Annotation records

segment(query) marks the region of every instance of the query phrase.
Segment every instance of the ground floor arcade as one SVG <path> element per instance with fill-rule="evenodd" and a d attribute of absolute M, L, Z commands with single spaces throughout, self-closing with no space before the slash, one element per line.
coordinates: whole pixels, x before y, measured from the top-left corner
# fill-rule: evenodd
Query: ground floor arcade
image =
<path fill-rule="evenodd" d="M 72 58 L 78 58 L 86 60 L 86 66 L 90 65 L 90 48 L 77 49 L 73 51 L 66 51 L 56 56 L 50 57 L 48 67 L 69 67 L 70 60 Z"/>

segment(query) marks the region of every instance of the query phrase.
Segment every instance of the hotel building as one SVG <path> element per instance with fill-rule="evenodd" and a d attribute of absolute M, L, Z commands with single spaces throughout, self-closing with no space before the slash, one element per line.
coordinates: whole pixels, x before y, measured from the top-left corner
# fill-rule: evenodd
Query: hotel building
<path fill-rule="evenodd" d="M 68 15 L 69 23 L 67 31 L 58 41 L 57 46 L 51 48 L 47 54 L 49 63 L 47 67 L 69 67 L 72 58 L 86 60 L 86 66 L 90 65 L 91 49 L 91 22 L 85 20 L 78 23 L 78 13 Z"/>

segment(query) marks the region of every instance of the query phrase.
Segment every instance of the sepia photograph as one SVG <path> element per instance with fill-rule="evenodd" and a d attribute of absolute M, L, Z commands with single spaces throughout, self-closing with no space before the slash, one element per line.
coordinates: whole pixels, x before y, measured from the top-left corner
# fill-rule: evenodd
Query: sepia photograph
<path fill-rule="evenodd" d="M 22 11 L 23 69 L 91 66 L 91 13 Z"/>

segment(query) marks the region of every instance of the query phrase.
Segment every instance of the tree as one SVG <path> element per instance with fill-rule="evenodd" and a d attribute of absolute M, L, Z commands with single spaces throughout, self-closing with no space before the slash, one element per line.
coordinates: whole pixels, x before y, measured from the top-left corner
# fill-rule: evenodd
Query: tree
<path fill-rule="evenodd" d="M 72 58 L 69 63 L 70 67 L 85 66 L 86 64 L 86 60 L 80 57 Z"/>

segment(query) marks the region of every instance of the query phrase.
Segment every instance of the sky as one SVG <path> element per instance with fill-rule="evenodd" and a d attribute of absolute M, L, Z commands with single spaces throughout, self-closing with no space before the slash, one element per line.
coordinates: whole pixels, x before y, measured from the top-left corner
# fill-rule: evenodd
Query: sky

# Work required
Please format the records above as a numbered list, one line per item, leaving out the blank lines.

# The response
1. segment(query) marks the region of every instance of the query phrase.
2. Segment every instance of the ground floor arcade as one SVG <path> element per instance with fill-rule="evenodd" and a d attribute of absolute M, L, Z commands with single spaces throughout, self-closing with no space before the slash, one element per line.
3. coordinates: whole pixels, x before y, measured from the top-left corner
4. # fill-rule: evenodd
5. Query: ground floor arcade
6. image =
7. <path fill-rule="evenodd" d="M 72 58 L 78 58 L 86 60 L 86 66 L 90 65 L 90 48 L 77 49 L 73 51 L 66 51 L 56 56 L 50 57 L 48 67 L 69 67 L 70 60 Z"/>
8. segment(query) marks the region of every instance of the query phrase.
9. Segment every instance of the hotel building as one SVG <path> element per instance with fill-rule="evenodd" and a d attribute of absolute M, L, Z commands with single spaces throughout, self-closing with no space before the slash, one element per line.
10. coordinates: whole pixels, x before y, measured from the top-left corner
11. # fill-rule: evenodd
12. Query: hotel building
13. <path fill-rule="evenodd" d="M 68 15 L 69 23 L 67 31 L 58 41 L 57 46 L 51 48 L 47 54 L 49 63 L 47 67 L 69 67 L 72 58 L 86 60 L 86 66 L 90 65 L 91 49 L 91 22 L 85 20 L 78 23 L 78 13 Z"/>
14. segment(query) marks the region of every instance of the query phrase.
15. Segment every instance of the sepia photograph as one SVG <path> element per instance with fill-rule="evenodd" and a d attribute of absolute M, L, Z commands with single spaces throughout, self-closing with no space before the slash, one element per line.
16. coordinates: whole pixels, x before y, measured from the top-left corner
17. # fill-rule: evenodd
18. Query: sepia photograph
19. <path fill-rule="evenodd" d="M 22 11 L 23 69 L 91 66 L 91 13 Z"/>
20. segment(query) marks the region of every instance of the query phrase.
21. Segment every instance of the tree as one SVG <path> element per instance with fill-rule="evenodd" and a d attribute of absolute M, L, Z commands with single spaces throughout, self-closing with no space before the slash, one element per line.
22. coordinates: whole pixels, x before y, measured from the top-left corner
23. # fill-rule: evenodd
24. Query: tree
25. <path fill-rule="evenodd" d="M 72 58 L 69 63 L 70 67 L 85 66 L 86 64 L 86 60 L 80 57 Z"/>
26. segment(query) marks the region of every instance of the query phrase.
27. Segment every instance of the sky as one SVG <path> element per instance with fill-rule="evenodd" and a d attribute of absolute M, L, Z commands with single spaces throughout, self-closing with no space before the slash, one element per line.
28. coordinates: whole pixels, x before y, measured from the top-left corner
29. # fill-rule: evenodd
30. Query: sky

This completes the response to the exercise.